TASK DIRECTIONS
Repeat all entries exactly.

--- DATA FOR PROCESSING Enclosed Below ---

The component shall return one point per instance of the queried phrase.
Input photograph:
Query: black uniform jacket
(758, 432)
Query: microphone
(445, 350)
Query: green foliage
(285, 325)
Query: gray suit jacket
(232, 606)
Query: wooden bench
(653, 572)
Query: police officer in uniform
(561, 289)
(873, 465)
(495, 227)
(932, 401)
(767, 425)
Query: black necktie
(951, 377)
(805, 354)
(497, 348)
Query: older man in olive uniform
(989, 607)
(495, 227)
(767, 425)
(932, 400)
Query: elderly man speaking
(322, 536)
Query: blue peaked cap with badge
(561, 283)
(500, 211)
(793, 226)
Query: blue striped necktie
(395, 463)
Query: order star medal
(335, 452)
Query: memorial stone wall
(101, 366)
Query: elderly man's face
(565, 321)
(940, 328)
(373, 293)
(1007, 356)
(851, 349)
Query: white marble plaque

--- End of Enclosed DATA FOR PROCESSING ---

WRITTEN RESPONSE
The component shall return one point per instance of the queried phrase.
Input photograph:
Query: black uniform jacket
(758, 432)
Query: microphone
(445, 350)
Query: green foliage
(285, 325)
Query: gray suit jacket
(232, 606)
Query: wooden bench
(653, 572)
Query: police officer in uniform
(561, 289)
(873, 465)
(495, 227)
(932, 401)
(767, 425)
Query: black necktie
(951, 377)
(805, 354)
(497, 348)
Query: older man in olive uniform
(989, 607)
(495, 227)
(767, 425)
(932, 400)
Query: elderly man speaking
(322, 536)
Query: blue peaked cap with badge
(561, 283)
(500, 211)
(793, 226)
Query: blue striped necktie
(395, 463)
Query: order star medal
(335, 452)
Query: memorial stone wall
(101, 366)
Query: elderly man's face
(565, 321)
(940, 328)
(373, 293)
(1007, 356)
(851, 349)
Query: white marble plaque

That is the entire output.